■ Source passage:
START

Syria: The West is Guilty

German professor of the Philosophy of Law got Syria right five years ago


Reinhard Merkel, in Frankfurter Allgemeine Zeitschrift

How high can the cost of a “democratic revolution go? In Syria, the US and Europe are the arsonists of a catastrophe. There is no justification for this civil war.

The West, if this collective name be allowed, has been guilty of grave sins in Syria – not, as is often said, because it hesitated to support resistance to tyrannical rule, but on the contrary: because of its illegitimate transformation of this resistance into a murderous civil war, which it has enabled, subsidized, and operated. More than a hundred thousand people, including tens of thousands of civilians, have paid for this allegedly moral partisanship with their lives. And it will be much more if this dance of death ever comes to an end.

This strategy is a variant of what has been called “democratic interventionism” ever since the invasion of Iraq ten years ago: operating a regime change by military means for the purpose of establishing a democratic rule. In Iraq, the invaders did it by their own hand. The cause of the war, as we know, was altered without further ado: weapons or not – in any case, to free an oppressed people. This goal also justifies the attack.

END

■ Supplied material:
START

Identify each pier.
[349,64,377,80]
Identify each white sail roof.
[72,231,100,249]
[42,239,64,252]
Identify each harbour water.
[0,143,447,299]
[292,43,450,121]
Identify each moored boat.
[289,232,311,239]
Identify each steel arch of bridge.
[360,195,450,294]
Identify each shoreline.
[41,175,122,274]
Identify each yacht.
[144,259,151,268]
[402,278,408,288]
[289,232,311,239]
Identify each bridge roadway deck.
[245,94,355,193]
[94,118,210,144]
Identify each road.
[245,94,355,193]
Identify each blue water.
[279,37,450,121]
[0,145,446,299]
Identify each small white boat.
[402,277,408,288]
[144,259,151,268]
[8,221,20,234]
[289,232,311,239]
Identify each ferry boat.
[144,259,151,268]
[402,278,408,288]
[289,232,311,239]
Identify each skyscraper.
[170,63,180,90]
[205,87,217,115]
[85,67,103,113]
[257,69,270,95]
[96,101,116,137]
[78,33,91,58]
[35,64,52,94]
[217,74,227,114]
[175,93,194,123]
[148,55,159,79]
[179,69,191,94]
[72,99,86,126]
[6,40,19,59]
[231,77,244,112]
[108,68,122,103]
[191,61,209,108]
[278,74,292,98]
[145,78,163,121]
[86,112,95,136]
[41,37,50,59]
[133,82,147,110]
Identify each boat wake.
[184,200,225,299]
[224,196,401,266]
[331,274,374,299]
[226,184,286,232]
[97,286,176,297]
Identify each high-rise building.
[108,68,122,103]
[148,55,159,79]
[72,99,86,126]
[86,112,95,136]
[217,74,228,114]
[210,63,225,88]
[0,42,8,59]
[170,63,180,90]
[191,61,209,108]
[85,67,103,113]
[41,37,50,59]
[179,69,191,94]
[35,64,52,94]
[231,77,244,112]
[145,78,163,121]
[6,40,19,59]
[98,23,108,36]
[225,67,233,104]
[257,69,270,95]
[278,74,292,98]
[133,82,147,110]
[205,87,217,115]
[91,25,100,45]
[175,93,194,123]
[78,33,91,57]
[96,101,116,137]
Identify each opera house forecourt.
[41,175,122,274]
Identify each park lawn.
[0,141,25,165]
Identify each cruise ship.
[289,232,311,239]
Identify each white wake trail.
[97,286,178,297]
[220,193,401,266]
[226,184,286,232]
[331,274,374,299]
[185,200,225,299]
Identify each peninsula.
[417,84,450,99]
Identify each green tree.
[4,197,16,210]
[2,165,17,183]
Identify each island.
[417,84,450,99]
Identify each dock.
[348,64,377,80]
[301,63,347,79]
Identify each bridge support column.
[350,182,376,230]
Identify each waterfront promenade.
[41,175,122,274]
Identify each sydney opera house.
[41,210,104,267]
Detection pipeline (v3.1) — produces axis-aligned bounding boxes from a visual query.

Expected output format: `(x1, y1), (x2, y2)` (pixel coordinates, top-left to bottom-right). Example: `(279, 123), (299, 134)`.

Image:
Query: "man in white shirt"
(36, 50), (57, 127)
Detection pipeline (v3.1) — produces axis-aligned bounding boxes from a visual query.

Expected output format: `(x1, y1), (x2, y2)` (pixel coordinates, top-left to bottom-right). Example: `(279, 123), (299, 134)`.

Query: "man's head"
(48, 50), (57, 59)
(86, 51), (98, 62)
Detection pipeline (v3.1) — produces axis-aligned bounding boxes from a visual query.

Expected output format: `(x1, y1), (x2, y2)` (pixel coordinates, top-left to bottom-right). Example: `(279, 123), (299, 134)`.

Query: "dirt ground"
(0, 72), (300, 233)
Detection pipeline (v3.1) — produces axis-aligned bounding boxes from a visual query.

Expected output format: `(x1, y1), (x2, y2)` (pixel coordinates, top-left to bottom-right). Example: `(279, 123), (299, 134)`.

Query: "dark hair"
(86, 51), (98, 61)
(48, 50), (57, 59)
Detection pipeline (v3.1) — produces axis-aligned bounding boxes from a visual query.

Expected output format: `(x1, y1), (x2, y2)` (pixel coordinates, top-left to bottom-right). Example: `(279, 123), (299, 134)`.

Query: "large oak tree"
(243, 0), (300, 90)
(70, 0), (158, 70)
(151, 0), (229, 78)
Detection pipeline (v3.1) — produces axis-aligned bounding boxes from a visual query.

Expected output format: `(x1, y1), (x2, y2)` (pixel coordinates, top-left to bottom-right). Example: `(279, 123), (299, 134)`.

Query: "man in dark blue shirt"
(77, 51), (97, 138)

END

■ Exercise prompt: Please retype the Syria opinion piece above, word for word and from start to finish.

■ Task output:
Syria: The West is Guilty

German professor of the Philosophy of Law got Syria right five years ago


Reinhard Merkel, in Frankfurter Allgemeine Zeitschrift

How high can the cost of a “democratic revolution go? In Syria, the US and Europe are the arsonists of a catastrophe. There is no justification for this civil war.

The West, if this collective name be allowed, has been guilty of grave sins in Syria – not, as is often said, because it hesitated to support resistance to tyrannical rule, but on the contrary: because of its illegitimate transformation of this resistance into a murderous civil war, which it has enabled, subsidized, and operated. More than a hundred thousand people, including tens of thousands of civilians, have paid for this allegedly moral partisanship with their lives. And it will be much more if this dance of death ever comes to an end.

This strategy is a variant of what has been called “democratic interventionism” ever since the invasion of Iraq ten years ago: operating a regime change by military means for the purpose of establishing a democratic rule. In Iraq, the invaders did it by their own hand. The cause of the war, as we know, was altered without further ado: weapons or not – in any case, to free an oppressed people. This goal also justifies the attack.